◆ DIRECTIONS
Produce an exact copy of the lines from the line containing "find shadow on" through the last line of the listing below, both ends included, and nothing else.

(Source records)
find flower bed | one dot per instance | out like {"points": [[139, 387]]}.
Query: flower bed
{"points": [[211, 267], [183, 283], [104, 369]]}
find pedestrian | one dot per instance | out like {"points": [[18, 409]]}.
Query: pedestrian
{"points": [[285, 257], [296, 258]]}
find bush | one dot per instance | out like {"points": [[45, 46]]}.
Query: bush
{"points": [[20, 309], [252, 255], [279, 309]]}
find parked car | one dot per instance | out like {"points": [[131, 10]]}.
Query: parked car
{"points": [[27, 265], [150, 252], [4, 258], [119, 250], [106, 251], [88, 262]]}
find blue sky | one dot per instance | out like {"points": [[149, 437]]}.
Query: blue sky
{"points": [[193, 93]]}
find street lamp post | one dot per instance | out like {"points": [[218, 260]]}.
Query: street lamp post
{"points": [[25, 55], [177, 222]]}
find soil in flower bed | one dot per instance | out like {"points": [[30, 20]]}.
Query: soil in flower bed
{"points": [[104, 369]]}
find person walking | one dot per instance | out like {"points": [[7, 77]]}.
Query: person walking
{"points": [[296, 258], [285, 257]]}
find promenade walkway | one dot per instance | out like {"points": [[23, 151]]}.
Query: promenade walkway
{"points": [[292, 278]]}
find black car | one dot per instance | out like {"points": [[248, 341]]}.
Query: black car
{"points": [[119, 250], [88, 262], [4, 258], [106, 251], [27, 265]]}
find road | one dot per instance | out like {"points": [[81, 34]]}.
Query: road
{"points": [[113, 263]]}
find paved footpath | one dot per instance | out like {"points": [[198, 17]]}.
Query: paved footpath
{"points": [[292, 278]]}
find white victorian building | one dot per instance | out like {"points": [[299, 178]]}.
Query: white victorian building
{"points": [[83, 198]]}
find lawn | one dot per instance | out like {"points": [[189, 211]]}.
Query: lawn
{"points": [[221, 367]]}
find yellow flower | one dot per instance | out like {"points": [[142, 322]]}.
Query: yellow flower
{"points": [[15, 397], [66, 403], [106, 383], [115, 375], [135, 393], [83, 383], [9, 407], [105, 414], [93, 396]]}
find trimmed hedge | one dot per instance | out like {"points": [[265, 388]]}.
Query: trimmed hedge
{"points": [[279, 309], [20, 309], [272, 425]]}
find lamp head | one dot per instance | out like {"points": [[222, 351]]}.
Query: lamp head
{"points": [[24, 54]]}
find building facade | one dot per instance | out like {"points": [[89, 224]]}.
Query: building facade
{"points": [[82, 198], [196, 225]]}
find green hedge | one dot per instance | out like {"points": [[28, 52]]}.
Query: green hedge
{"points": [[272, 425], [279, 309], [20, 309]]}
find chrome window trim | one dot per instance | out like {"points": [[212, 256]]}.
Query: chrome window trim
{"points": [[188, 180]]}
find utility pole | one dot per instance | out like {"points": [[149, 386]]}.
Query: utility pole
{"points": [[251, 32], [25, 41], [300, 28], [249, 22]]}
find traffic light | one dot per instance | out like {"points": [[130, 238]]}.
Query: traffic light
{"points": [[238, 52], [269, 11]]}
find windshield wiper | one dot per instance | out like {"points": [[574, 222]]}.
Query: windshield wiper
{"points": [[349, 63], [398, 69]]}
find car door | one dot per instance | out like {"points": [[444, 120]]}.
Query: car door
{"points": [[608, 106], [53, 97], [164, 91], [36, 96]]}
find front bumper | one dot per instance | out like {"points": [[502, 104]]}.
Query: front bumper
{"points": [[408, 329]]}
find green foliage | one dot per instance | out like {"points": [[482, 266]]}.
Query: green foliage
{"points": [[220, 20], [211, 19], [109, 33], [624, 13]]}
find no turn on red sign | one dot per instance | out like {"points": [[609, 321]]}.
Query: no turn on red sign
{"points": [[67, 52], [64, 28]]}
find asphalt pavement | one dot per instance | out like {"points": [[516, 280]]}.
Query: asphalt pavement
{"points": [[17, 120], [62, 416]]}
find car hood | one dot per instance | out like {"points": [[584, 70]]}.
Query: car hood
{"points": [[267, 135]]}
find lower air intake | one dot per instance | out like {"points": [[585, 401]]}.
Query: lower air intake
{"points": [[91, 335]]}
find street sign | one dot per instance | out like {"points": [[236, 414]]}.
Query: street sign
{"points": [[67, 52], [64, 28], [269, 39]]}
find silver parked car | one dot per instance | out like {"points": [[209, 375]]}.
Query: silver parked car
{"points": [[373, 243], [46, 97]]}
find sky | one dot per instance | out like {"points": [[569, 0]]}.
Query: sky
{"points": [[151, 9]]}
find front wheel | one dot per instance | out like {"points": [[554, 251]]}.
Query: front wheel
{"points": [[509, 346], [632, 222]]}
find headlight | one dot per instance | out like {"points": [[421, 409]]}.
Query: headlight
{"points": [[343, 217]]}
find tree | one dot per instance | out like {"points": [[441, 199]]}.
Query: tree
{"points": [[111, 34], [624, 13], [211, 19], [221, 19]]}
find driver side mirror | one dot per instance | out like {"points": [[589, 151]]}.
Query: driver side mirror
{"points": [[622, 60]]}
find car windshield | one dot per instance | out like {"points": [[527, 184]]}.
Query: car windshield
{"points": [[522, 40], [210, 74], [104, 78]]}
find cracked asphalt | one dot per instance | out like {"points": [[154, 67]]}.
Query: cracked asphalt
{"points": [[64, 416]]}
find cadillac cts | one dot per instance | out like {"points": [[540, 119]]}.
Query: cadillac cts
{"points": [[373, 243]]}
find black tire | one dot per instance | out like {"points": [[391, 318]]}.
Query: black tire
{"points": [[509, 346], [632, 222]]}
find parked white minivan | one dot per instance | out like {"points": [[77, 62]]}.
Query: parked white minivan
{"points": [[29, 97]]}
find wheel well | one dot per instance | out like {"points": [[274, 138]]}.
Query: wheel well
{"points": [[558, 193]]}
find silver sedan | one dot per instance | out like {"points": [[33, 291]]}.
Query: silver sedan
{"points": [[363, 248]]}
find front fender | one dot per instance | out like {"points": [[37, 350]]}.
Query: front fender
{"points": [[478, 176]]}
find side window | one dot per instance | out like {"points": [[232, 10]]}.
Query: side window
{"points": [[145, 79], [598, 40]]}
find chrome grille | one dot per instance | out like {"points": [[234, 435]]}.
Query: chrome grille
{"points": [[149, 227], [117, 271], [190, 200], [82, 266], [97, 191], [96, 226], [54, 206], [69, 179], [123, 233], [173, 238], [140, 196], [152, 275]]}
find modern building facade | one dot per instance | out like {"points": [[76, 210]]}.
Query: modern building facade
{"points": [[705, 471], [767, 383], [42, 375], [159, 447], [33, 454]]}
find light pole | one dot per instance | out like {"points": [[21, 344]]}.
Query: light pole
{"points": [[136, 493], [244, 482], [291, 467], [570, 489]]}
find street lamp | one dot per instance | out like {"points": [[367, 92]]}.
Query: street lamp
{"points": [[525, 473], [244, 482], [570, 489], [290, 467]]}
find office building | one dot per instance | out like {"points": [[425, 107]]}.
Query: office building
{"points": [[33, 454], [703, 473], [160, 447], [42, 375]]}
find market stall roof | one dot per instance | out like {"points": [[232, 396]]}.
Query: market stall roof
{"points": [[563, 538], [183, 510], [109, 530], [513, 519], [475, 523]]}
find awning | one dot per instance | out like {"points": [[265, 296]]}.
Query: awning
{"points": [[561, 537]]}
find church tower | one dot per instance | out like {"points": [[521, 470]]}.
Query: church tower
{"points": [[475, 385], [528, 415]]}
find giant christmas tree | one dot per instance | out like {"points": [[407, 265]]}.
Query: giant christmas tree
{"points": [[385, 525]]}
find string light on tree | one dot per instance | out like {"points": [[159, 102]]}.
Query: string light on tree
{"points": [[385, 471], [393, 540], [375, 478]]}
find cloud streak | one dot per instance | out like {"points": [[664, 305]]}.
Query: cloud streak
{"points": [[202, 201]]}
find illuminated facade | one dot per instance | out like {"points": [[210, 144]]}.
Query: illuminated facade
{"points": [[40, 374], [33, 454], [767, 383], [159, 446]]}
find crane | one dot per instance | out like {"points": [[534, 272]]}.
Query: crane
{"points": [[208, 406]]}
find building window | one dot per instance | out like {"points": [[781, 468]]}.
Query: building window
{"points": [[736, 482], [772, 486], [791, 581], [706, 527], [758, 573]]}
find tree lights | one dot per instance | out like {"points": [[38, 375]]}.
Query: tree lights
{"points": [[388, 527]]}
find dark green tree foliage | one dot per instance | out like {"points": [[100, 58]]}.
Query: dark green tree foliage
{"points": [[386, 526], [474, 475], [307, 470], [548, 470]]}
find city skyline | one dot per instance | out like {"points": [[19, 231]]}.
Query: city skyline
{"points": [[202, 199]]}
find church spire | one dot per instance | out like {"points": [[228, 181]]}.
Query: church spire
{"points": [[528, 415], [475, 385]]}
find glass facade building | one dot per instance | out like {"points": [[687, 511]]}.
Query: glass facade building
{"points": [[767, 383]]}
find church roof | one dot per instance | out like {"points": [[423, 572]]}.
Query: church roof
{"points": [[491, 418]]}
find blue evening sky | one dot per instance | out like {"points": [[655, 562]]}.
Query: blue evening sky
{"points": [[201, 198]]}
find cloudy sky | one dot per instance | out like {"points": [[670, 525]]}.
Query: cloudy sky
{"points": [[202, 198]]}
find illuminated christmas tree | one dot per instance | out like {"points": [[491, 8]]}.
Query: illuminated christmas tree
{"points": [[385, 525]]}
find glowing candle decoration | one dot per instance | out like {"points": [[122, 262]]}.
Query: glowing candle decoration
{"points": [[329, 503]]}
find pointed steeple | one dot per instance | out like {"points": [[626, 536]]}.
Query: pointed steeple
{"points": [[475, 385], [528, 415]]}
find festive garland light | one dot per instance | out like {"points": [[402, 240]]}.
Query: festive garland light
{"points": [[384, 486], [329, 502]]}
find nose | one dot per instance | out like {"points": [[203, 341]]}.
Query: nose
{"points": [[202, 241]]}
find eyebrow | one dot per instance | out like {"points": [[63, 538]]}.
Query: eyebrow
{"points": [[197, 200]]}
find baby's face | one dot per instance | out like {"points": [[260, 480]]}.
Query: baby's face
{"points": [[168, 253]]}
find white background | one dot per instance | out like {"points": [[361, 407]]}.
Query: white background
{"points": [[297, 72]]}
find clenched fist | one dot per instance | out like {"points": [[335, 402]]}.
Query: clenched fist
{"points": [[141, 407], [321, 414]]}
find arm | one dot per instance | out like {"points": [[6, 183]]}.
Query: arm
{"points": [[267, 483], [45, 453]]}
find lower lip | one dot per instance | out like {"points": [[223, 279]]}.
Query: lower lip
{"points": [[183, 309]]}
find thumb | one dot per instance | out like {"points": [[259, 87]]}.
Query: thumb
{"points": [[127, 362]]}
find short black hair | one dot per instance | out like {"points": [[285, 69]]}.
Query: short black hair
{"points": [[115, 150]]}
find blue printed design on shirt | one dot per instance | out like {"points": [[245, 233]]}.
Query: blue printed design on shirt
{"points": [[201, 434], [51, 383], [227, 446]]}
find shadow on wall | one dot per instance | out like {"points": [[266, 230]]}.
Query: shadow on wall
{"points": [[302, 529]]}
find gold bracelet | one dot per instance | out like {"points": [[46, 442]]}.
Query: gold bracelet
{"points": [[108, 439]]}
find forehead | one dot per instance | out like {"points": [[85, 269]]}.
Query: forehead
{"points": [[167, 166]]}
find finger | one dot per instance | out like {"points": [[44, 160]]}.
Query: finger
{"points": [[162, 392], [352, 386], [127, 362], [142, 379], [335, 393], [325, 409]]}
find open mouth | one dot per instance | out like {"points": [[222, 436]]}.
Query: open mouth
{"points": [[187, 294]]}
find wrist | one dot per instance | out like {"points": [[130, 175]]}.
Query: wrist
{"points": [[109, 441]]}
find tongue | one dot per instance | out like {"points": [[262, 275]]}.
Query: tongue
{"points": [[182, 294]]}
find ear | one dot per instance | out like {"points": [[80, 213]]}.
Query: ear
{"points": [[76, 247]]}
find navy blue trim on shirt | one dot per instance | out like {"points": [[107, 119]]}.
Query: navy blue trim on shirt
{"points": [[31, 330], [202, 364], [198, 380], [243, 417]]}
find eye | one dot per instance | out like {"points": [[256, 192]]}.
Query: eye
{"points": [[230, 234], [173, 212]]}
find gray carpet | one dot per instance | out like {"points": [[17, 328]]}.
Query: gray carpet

◆ TASK SOLUTION
find shadow on wall | one dot per instance | out like {"points": [[266, 230]]}.
Query: shadow on wall
{"points": [[302, 529]]}
find gold bracelet | one dot per instance | out like {"points": [[46, 442]]}.
Query: gold bracelet
{"points": [[108, 439]]}
find forehead | one dot per instance | out like {"points": [[85, 269]]}.
Query: forehead
{"points": [[167, 166]]}
find finger | one dot per instance | out like {"points": [[44, 160]]}.
Query: finger
{"points": [[162, 392], [352, 386], [127, 362], [142, 379], [335, 393], [325, 409]]}
find open mouth | one dot per instance | out like {"points": [[222, 436]]}.
Query: open mouth
{"points": [[187, 294]]}
find wrist | one dot per instance | out like {"points": [[130, 175]]}.
Query: wrist
{"points": [[109, 441]]}
find tongue | one dot per instance | out like {"points": [[262, 275]]}.
Query: tongue
{"points": [[182, 294]]}
find ear | one dot per instance | out like {"points": [[80, 213]]}.
Query: ear
{"points": [[76, 247]]}
find navy blue trim on shirt | one dot per instance | out like {"points": [[107, 119]]}.
Query: navy blue trim on shirt
{"points": [[31, 330], [202, 364], [198, 380], [243, 417]]}
find eye | one dot per instance | out like {"points": [[256, 192]]}.
Query: eye
{"points": [[230, 234], [173, 212]]}
find gray carpet | one dot per instance | out like {"points": [[17, 328]]}.
Query: gray carpet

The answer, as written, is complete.